# Passage given
>> start

Wednesday, June 30, 2010

RESULTS: The New Yorker Cartoon Anti-Caption Contest #246


Note: As you no doubt know by now, I was unable to post this week's contest on radosh.net. After trying several times, I gave up and posted the cartoon on this blog and will judge it accordingly. Today, I heard back from Daniel Radosh. He informs me that his site is being re-configured. He is uncertain how he plans to handle the Anti Cap contest and is even considering a Twitter approach with no judging. (Yes, I already told him I think that sucks.)

Please know that I want to keep the Anti-Cap contest on Radosh.net. It is not only the original home of the contest, I like the format. Even so, if there is no other venue for the contest I will post it here. Please remember to sign you entries.

>> end

# Material shown
>> start

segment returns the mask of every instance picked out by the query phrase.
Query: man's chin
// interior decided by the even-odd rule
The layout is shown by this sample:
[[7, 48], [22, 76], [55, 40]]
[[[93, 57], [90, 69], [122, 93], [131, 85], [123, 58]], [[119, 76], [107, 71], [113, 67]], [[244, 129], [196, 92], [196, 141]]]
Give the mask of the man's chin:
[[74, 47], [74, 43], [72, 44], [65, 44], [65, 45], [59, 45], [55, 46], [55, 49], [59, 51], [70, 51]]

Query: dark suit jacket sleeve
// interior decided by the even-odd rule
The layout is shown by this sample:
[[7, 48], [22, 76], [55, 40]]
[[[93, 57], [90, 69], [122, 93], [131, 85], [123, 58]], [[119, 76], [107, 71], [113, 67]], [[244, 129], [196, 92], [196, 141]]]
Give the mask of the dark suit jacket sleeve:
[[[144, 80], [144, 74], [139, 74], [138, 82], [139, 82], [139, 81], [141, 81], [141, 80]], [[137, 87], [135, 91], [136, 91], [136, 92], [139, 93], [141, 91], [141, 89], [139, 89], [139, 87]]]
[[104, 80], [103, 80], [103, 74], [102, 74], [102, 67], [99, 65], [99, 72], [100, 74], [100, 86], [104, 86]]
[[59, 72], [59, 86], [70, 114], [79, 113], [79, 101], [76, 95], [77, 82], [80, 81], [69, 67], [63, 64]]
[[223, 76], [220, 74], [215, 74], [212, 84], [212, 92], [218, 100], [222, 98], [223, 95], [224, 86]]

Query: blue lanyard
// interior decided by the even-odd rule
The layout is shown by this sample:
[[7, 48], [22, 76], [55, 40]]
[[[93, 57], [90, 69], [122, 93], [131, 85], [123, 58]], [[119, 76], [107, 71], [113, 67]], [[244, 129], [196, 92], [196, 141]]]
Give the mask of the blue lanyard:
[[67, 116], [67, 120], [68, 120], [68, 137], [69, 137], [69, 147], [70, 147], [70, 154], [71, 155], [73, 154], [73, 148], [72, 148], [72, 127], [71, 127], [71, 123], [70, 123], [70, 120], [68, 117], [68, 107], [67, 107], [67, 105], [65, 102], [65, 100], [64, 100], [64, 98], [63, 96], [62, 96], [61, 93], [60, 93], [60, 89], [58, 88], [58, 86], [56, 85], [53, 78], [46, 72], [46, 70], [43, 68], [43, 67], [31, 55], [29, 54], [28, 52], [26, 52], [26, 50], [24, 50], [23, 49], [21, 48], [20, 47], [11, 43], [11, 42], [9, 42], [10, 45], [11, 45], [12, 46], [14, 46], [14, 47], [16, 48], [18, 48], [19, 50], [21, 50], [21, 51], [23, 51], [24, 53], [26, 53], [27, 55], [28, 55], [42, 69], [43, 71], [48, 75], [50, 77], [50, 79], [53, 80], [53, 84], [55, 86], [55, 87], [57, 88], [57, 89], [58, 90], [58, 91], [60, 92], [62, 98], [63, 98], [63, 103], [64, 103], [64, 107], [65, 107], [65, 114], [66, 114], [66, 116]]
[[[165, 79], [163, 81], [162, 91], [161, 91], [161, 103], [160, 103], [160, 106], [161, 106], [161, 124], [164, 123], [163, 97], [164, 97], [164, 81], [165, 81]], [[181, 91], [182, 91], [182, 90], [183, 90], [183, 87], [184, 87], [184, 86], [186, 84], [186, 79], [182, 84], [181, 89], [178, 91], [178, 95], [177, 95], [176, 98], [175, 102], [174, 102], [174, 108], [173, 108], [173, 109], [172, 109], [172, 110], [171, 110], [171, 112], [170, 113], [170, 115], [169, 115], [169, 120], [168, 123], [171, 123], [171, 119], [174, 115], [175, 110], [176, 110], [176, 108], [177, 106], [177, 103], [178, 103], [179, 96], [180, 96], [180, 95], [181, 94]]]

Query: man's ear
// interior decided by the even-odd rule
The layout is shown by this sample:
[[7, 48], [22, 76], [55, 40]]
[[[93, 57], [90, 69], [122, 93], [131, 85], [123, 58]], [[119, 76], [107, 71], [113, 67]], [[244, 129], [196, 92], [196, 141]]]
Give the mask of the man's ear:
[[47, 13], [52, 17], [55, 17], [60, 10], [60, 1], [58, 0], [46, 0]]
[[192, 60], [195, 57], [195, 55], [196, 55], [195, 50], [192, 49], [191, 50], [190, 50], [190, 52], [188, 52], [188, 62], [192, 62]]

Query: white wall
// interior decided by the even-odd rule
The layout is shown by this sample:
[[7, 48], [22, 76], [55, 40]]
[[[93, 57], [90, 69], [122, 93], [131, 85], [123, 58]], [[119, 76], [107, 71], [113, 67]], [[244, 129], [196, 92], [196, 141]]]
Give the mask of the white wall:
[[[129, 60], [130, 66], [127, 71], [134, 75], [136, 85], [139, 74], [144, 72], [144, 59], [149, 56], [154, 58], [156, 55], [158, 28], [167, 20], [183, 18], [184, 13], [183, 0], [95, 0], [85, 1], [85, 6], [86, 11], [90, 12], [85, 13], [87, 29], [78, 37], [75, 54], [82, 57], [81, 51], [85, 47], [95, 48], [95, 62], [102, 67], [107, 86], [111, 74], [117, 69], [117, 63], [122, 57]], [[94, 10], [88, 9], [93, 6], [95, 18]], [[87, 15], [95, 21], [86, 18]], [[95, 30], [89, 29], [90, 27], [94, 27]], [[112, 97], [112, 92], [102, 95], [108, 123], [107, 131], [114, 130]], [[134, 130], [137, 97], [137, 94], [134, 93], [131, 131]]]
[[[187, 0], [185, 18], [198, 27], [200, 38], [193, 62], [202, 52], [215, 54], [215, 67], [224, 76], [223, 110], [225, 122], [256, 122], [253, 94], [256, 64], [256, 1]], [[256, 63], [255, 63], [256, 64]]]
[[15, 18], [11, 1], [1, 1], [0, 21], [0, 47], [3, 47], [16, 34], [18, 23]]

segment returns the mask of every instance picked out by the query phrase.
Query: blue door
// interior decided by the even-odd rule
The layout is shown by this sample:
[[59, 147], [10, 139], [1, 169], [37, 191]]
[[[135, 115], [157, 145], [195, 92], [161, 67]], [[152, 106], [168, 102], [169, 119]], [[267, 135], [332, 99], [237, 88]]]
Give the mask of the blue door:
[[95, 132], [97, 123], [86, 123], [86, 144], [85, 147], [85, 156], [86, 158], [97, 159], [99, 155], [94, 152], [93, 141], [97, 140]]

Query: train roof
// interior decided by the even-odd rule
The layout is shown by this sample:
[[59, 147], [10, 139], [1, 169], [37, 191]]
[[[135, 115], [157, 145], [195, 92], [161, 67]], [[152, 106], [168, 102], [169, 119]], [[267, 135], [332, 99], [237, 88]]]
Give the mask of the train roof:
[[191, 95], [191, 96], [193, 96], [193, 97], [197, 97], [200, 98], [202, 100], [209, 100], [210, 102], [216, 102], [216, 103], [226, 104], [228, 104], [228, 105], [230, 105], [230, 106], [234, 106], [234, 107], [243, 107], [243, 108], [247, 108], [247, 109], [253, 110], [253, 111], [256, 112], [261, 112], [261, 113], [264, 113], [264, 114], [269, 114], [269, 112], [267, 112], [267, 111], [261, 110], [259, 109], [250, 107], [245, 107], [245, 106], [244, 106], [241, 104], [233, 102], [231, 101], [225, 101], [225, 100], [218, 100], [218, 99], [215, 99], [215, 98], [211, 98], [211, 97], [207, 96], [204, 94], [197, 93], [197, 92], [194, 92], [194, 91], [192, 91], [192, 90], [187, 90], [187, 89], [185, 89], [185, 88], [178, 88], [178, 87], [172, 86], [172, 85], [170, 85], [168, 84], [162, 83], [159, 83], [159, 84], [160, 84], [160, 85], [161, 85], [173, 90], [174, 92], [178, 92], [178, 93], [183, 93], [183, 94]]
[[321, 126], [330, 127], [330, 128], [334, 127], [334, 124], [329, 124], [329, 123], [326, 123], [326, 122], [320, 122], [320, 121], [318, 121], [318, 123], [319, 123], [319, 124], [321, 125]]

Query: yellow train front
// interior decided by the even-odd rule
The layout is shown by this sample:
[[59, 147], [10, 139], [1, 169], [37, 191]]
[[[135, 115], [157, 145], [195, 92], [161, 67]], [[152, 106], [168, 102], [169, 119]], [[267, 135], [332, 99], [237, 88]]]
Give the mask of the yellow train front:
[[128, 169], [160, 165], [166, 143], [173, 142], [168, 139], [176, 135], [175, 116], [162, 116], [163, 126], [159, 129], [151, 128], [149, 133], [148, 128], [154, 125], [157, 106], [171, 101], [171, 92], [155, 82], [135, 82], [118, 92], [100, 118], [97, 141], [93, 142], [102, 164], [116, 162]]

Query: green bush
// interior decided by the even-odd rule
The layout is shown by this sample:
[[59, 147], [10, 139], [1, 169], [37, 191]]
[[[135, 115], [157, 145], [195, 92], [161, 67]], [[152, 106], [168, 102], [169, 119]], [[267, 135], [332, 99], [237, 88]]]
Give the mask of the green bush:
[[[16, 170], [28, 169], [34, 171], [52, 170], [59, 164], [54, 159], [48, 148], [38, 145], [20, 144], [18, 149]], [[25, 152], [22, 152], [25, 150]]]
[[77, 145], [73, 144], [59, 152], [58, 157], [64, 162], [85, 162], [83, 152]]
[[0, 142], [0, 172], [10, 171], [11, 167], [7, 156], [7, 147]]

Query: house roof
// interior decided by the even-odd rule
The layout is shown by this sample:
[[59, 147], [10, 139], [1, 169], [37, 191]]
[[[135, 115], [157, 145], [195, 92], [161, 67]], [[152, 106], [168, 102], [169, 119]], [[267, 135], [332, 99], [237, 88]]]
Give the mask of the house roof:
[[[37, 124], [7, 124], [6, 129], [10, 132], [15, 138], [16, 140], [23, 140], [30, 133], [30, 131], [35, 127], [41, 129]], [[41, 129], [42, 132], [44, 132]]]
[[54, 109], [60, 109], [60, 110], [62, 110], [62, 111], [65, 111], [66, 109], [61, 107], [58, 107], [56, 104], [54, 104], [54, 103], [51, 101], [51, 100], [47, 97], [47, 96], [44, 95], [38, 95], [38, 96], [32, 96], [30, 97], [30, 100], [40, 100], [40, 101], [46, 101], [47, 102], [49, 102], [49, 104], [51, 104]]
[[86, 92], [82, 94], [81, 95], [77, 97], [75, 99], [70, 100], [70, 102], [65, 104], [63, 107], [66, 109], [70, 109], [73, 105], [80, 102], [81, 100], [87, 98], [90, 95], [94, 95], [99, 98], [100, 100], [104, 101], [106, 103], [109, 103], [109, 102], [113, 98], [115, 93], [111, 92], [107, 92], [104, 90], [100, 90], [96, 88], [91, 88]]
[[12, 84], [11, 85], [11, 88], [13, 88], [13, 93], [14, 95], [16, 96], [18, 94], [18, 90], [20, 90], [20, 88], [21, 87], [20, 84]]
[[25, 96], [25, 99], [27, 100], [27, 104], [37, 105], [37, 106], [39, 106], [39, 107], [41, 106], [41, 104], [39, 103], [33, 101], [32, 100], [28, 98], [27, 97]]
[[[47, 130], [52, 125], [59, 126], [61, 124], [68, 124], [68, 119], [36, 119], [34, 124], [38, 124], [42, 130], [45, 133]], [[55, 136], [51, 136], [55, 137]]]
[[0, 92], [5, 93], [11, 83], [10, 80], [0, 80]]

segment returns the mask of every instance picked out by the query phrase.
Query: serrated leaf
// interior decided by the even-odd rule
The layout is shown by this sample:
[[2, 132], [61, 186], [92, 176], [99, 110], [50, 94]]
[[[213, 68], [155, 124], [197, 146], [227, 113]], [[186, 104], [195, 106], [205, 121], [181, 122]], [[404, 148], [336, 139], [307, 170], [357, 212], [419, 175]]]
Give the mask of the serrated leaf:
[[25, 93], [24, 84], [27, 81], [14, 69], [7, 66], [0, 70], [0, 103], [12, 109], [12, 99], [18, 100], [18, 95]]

>> end

Can you write out the contest post from "Please know that" up to and including "sign you entries.", word for word? Rely only on the blog post about the anti-caption contest.

Please know that I want to keep the Anti-Cap contest on Radosh.net. It is not only the original home of the contest, I like the format. Even so, if there is no other venue for the contest I will post it here. Please remember to sign you entries.